Segmentation mask data:
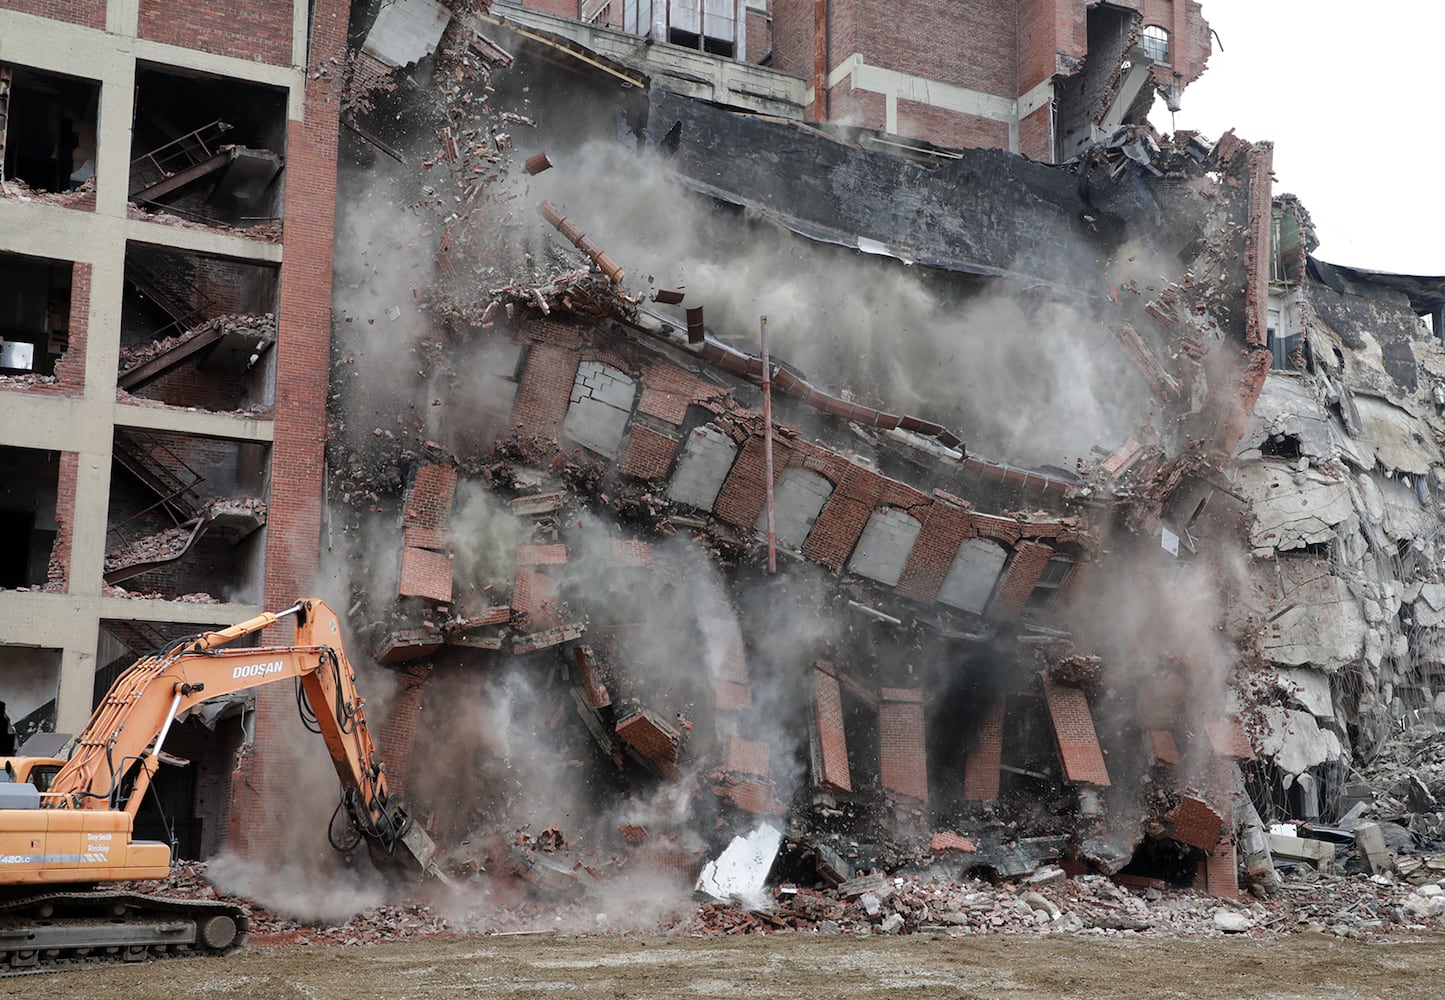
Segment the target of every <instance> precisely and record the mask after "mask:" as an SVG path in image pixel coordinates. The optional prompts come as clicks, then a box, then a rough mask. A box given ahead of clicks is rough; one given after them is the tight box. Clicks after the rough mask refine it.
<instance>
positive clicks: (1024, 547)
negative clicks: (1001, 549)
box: [988, 542, 1053, 621]
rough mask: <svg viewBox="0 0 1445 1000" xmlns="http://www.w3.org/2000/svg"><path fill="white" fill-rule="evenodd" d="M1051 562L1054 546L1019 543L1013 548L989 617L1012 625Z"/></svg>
mask: <svg viewBox="0 0 1445 1000" xmlns="http://www.w3.org/2000/svg"><path fill="white" fill-rule="evenodd" d="M1052 558H1053V546H1052V545H1043V543H1042V542H1020V543H1019V545H1017V546H1014V551H1013V559H1010V561H1009V565H1007V568H1006V569H1004V572H1003V581H1001V582H1000V584H998V592H997V594H994V598H993V604H991V607H990V608H988V613H990V614H991V616H993V617H996V618H998V620H1000V621H1013V620H1014V618H1017V617H1019V614H1020V613H1022V611H1023V607H1025V604H1027V603H1029V597H1030V595H1032V594H1033V588H1035V587H1036V585H1038V582H1039V577H1042V575H1043V568H1045V566H1046V565H1049V559H1052Z"/></svg>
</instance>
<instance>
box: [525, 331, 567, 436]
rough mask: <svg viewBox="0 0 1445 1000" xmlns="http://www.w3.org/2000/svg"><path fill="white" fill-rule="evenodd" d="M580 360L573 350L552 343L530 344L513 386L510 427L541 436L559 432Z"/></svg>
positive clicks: (563, 417)
mask: <svg viewBox="0 0 1445 1000" xmlns="http://www.w3.org/2000/svg"><path fill="white" fill-rule="evenodd" d="M581 361H582V358H581V355H579V354H578V353H577V351H569V350H566V348H564V347H558V345H553V344H536V345H533V348H532V353H530V354H529V355H527V363H526V370H525V371H523V373H522V384H520V386H517V399H516V403H514V405H513V412H512V413H513V416H512V423H513V426H516V428H517V429H519V431H523V432H526V434H533V435H538V436H542V438H556V436H558V435H561V434H562V421H564V419H566V408H568V400H569V399H571V396H572V383H574V382H575V380H577V367H578V366H579V364H581Z"/></svg>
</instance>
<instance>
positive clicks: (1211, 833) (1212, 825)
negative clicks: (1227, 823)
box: [1172, 795, 1224, 851]
mask: <svg viewBox="0 0 1445 1000" xmlns="http://www.w3.org/2000/svg"><path fill="white" fill-rule="evenodd" d="M1222 829H1224V816H1221V815H1220V814H1218V812H1215V811H1214V809H1211V808H1209V803H1208V802H1205V801H1204V799H1201V798H1199V796H1196V795H1185V796H1182V798H1181V799H1179V806H1178V808H1176V809H1175V814H1173V834H1172V835H1173V838H1175V840H1176V841H1179V842H1181V844H1188V845H1189V847H1198V848H1199V850H1202V851H1212V850H1215V848H1217V847H1218V845H1220V832H1221V831H1222Z"/></svg>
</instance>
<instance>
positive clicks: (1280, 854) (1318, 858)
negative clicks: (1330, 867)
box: [1266, 834, 1335, 871]
mask: <svg viewBox="0 0 1445 1000" xmlns="http://www.w3.org/2000/svg"><path fill="white" fill-rule="evenodd" d="M1266 840H1267V842H1269V850H1270V854H1273V855H1274V858H1276V860H1283V861H1303V863H1306V864H1312V866H1315V867H1316V868H1319V870H1321V871H1327V870H1328V868H1329V867H1331V866H1334V863H1335V845H1334V844H1327V842H1325V841H1322V840H1309V838H1305V837H1287V835H1283V834H1266Z"/></svg>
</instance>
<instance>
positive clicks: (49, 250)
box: [0, 0, 350, 851]
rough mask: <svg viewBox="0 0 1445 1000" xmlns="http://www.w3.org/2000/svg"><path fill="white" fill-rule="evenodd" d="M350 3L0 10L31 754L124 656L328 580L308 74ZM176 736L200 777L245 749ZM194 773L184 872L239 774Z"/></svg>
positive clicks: (5, 533) (340, 42)
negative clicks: (198, 814) (204, 752)
mask: <svg viewBox="0 0 1445 1000" xmlns="http://www.w3.org/2000/svg"><path fill="white" fill-rule="evenodd" d="M348 10H350V3H347V0H319V1H318V0H311V1H306V0H295V1H289V0H286V1H277V0H240V1H238V3H225V4H217V3H199V1H195V0H110V1H107V0H64V1H55V0H0V150H3V173H0V181H3V197H0V338H3V348H0V530H3V533H4V542H3V546H4V551H6V555H4V559H3V566H0V645H3V650H0V659H3V662H4V691H6V697H7V701H9V702H10V704H9V705H7V707H6V711H7V714H9V717H10V720H12V721H14V723H20V728H22V736H23V731H26V730H33V728H46V730H49V728H55V730H61V731H77V730H78V728H81V727H82V725H84V724H85V720H87V718H88V715H90V712H91V705H92V697H94V692H95V689H97V688H101V689H104V686H105V685H107V684H108V682H110V681H111V679H113V676H114V671H108V669H107V668H110V666H111V665H113V663H116V665H123V663H126V662H129V659H131V658H133V656H134V655H136V653H139V652H146V650H149V649H152V647H155V646H156V645H159V643H160V642H163V640H168V639H172V637H175V636H178V634H186V633H194V632H197V630H199V629H202V627H205V626H211V624H218V623H231V621H237V620H241V618H246V617H249V616H251V614H254V613H256V611H257V610H259V608H260V607H276V605H282V604H285V603H288V601H290V600H293V598H295V597H296V595H298V594H299V592H302V588H303V587H309V585H311V584H312V578H314V571H315V565H316V546H318V533H319V519H321V475H319V470H321V467H322V447H324V436H325V392H327V347H328V338H329V315H331V314H329V299H331V257H332V217H334V211H335V156H337V127H338V100H337V91H338V88H340V81H338V79H335V78H334V77H332V75H329V74H327V72H322V71H318V72H309V74H308V69H306V68H308V66H322V68H324V66H328V65H329V64H328V59H332V56H338V55H341V53H342V52H344V43H345V32H347V14H348ZM182 555H184V556H185V558H179V556H182ZM137 574H143V575H142V577H139V578H137ZM131 581H134V582H131ZM276 697H277V698H282V699H289V698H290V692H285V694H277V695H276ZM182 728H186V730H191V733H189V734H186V736H182V737H181V747H182V749H179V750H178V753H186V747H189V749H198V747H201V749H202V751H201V753H199V754H198V759H199V760H202V762H205V760H218V759H220V760H224V759H225V756H224V754H212V753H204V746H205V743H207V741H211V740H221V738H230V740H231V741H233V743H234V741H238V740H240V727H234V728H233V727H228V728H227V733H231V736H230V737H220V736H217V734H215V733H212V731H210V730H207V728H205V727H202V725H199V724H195V725H189V727H182ZM169 746H171V744H169V743H168V747H169ZM233 749H234V747H233ZM171 770H175V769H171ZM184 770H185V769H182V772H178V773H184ZM189 770H191V772H192V773H191V775H184V776H182V777H179V779H176V780H179V782H182V783H184V785H185V788H181V786H178V788H176V789H175V792H173V793H175V795H178V796H185V795H195V796H197V798H198V799H199V801H201V806H199V809H201V816H202V819H201V822H192V824H191V828H189V829H179V831H176V834H178V837H179V838H181V840H182V842H184V847H185V848H188V850H191V851H195V850H199V848H201V841H202V840H204V841H205V844H210V845H214V844H215V842H217V841H218V837H220V832H221V829H223V828H224V821H225V814H227V809H228V803H230V793H228V789H230V780H231V775H230V773H208V772H207V767H204V766H202V767H197V769H189ZM197 770H199V772H201V773H194V772H197ZM249 780H250V783H251V785H253V786H254V788H257V789H264V776H263V775H253V776H250V777H249ZM198 789H199V790H198Z"/></svg>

◆ **TASK DESCRIPTION**: Your answer must be an exact copy of the records, without the pictures.

◆ **FINISHED TASK**:
Segment the target of every <instance> precisely and record the mask after "mask:" as an SVG path in image pixel coordinates. The optional prompts come as clicks, then a box, then a rough mask. A box given ahead of clicks is rough; one given after them is the tight box. Clicks after the rough mask refine it.
<instance>
positive clicks: (1024, 547)
negative clicks: (1001, 549)
box: [988, 542, 1053, 621]
rough mask: <svg viewBox="0 0 1445 1000" xmlns="http://www.w3.org/2000/svg"><path fill="white" fill-rule="evenodd" d="M1051 562L1054 546L1019 543L1013 548L989 617L1012 625Z"/></svg>
mask: <svg viewBox="0 0 1445 1000" xmlns="http://www.w3.org/2000/svg"><path fill="white" fill-rule="evenodd" d="M1052 558H1053V546H1052V545H1043V543H1042V542H1020V543H1019V545H1017V546H1014V551H1013V559H1010V561H1009V565H1007V568H1006V569H1004V572H1003V581H1001V582H1000V584H998V592H997V594H994V598H993V604H991V607H990V608H988V613H990V614H991V616H993V617H996V618H998V620H1000V621H1013V620H1014V618H1017V617H1019V614H1020V613H1022V611H1023V607H1025V604H1027V603H1029V597H1030V595H1032V594H1033V588H1035V587H1036V585H1038V582H1039V577H1042V575H1043V568H1045V566H1046V565H1049V559H1052Z"/></svg>
</instance>
<instance>
box: [525, 331, 567, 436]
rough mask: <svg viewBox="0 0 1445 1000" xmlns="http://www.w3.org/2000/svg"><path fill="white" fill-rule="evenodd" d="M580 360L573 350L552 343L530 344L513 386L510 427L541 436L559 432Z"/></svg>
positive clicks: (563, 417)
mask: <svg viewBox="0 0 1445 1000" xmlns="http://www.w3.org/2000/svg"><path fill="white" fill-rule="evenodd" d="M581 361H582V358H581V355H579V354H578V353H577V351H569V350H566V348H564V347H558V345H553V344H536V345H533V348H532V353H530V354H529V355H527V363H526V370H525V371H523V373H522V384H520V386H517V399H516V403H514V405H513V412H512V413H513V416H512V423H513V426H516V428H517V429H519V431H523V432H526V434H533V435H538V436H542V438H556V436H558V435H561V434H562V421H564V419H566V408H568V400H569V399H571V396H572V383H574V382H575V380H577V367H578V366H579V364H581Z"/></svg>
</instance>
<instance>
positive clicks: (1211, 833) (1212, 825)
negative clicks: (1227, 823)
box: [1172, 795, 1224, 851]
mask: <svg viewBox="0 0 1445 1000" xmlns="http://www.w3.org/2000/svg"><path fill="white" fill-rule="evenodd" d="M1222 829H1224V816H1221V815H1220V814H1218V812H1215V811H1214V809H1211V808H1209V803H1208V802H1205V801H1204V799H1201V798H1199V796H1196V795H1185V796H1182V798H1181V799H1179V806H1178V808H1176V809H1175V814H1173V834H1172V835H1173V838H1175V840H1176V841H1179V842H1181V844H1188V845H1189V847H1198V848H1199V850H1202V851H1212V850H1215V848H1217V847H1218V845H1220V832H1221V831H1222Z"/></svg>
</instance>
<instance>
positive clicks: (1280, 854) (1318, 858)
negative clicks: (1330, 867)
box: [1266, 834, 1335, 871]
mask: <svg viewBox="0 0 1445 1000" xmlns="http://www.w3.org/2000/svg"><path fill="white" fill-rule="evenodd" d="M1266 840H1267V842H1269V850H1270V854H1273V855H1274V858H1276V860H1283V861H1303V863H1306V864H1312V866H1315V867H1316V868H1319V870H1321V871H1327V870H1328V868H1329V867H1331V866H1334V863H1335V845H1334V844H1327V842H1325V841H1322V840H1309V838H1305V837H1287V835H1283V834H1266Z"/></svg>
</instance>
<instance>
positive clicks: (49, 250)
box: [0, 0, 350, 851]
rough mask: <svg viewBox="0 0 1445 1000" xmlns="http://www.w3.org/2000/svg"><path fill="white" fill-rule="evenodd" d="M350 3L0 10L31 754L124 656L328 580L308 74ZM176 736L200 777L245 749ZM194 773L184 872L239 774Z"/></svg>
positive clicks: (5, 533) (340, 42)
negative clicks: (198, 814) (204, 752)
mask: <svg viewBox="0 0 1445 1000" xmlns="http://www.w3.org/2000/svg"><path fill="white" fill-rule="evenodd" d="M348 10H350V3H347V0H319V1H318V0H311V1H306V0H295V1H289V0H286V1H277V0H240V1H238V3H225V4H217V3H199V1H195V0H110V1H107V0H64V1H55V0H0V150H3V173H0V181H3V197H0V338H3V348H0V530H3V533H4V542H3V546H4V551H6V555H4V559H3V566H0V645H3V650H0V659H3V662H4V691H6V697H7V701H9V702H10V704H9V705H7V707H6V711H7V714H9V717H10V720H12V721H14V723H20V728H22V736H23V731H26V730H33V728H46V730H49V728H55V730H61V731H77V730H78V728H81V727H82V725H84V724H85V720H87V718H88V715H90V712H91V705H92V697H94V692H95V689H97V688H101V689H104V686H105V685H107V684H108V682H110V681H111V679H113V676H114V671H108V669H107V668H110V666H111V665H113V663H116V665H123V663H126V662H129V659H131V658H133V656H134V655H136V653H139V652H146V650H149V649H152V647H155V646H156V645H159V643H160V642H163V640H168V639H172V637H175V636H178V634H186V633H194V632H197V630H199V629H202V627H205V626H211V624H218V623H231V621H237V620H241V618H246V617H249V616H251V614H254V613H256V611H257V610H259V608H260V607H276V605H282V604H285V603H288V601H290V600H293V598H295V597H296V595H298V594H299V592H302V588H303V587H309V585H311V584H312V578H314V571H315V565H316V546H318V533H319V519H321V475H319V470H321V467H322V447H324V436H325V392H327V347H328V338H329V315H331V314H329V299H331V257H332V217H334V211H335V156H337V127H338V100H337V91H338V88H340V81H338V79H335V78H334V77H332V75H329V74H327V72H322V71H318V72H309V74H308V69H306V68H308V66H322V68H324V66H328V65H329V64H328V59H332V56H338V55H341V53H342V52H344V43H345V32H347V14H348ZM182 555H184V556H185V558H179V556H182ZM137 574H143V575H142V577H139V578H137ZM131 581H134V582H131ZM276 697H277V698H282V699H289V698H290V692H285V694H277V695H276ZM182 728H186V730H191V733H189V734H186V736H182V737H181V747H182V749H179V750H178V753H186V747H189V749H198V747H201V749H202V751H201V753H199V754H198V759H199V760H202V762H205V760H218V759H220V760H224V759H225V756H224V754H212V753H204V746H205V743H207V741H211V740H221V738H230V740H231V741H233V743H234V741H238V740H240V727H234V728H233V727H228V728H227V733H231V736H230V737H220V736H217V734H215V733H212V731H210V730H207V728H205V727H202V725H199V724H195V725H189V727H182ZM169 746H171V744H169V743H168V747H169ZM233 749H234V747H233ZM171 770H175V769H171ZM184 770H185V769H182V772H178V773H184ZM189 770H191V772H192V773H191V775H184V776H182V777H179V779H176V780H179V782H182V783H184V785H185V788H181V786H178V788H176V789H175V792H173V793H175V795H178V796H185V795H195V796H197V798H198V799H199V801H201V806H199V809H201V816H202V819H201V822H192V824H191V828H189V829H179V831H176V834H178V837H179V838H181V840H182V842H184V847H185V848H188V850H191V851H195V850H199V848H201V841H202V840H204V841H205V844H210V845H214V844H215V842H217V841H218V837H220V832H221V829H223V828H224V821H225V814H227V809H228V803H230V793H228V789H230V780H231V775H230V773H208V772H207V767H204V766H202V767H197V769H189ZM197 770H199V772H201V773H194V772H197ZM249 780H250V783H251V785H253V786H254V788H257V789H264V776H263V775H253V776H250V777H249ZM198 789H199V790H198Z"/></svg>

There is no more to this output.